• Exercise:
Rewrite the records below, putting "old brick wall" wherever "crumbling stone wall" appears and changing nothing else.

*** Data entries

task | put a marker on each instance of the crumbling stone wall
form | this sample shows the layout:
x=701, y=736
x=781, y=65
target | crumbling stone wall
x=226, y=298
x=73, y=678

******

• Task solution:
task | put a marker on each instance of the old brick wall
form | this sample shows the layout:
x=701, y=736
x=781, y=65
target | old brick wall
x=226, y=298
x=73, y=678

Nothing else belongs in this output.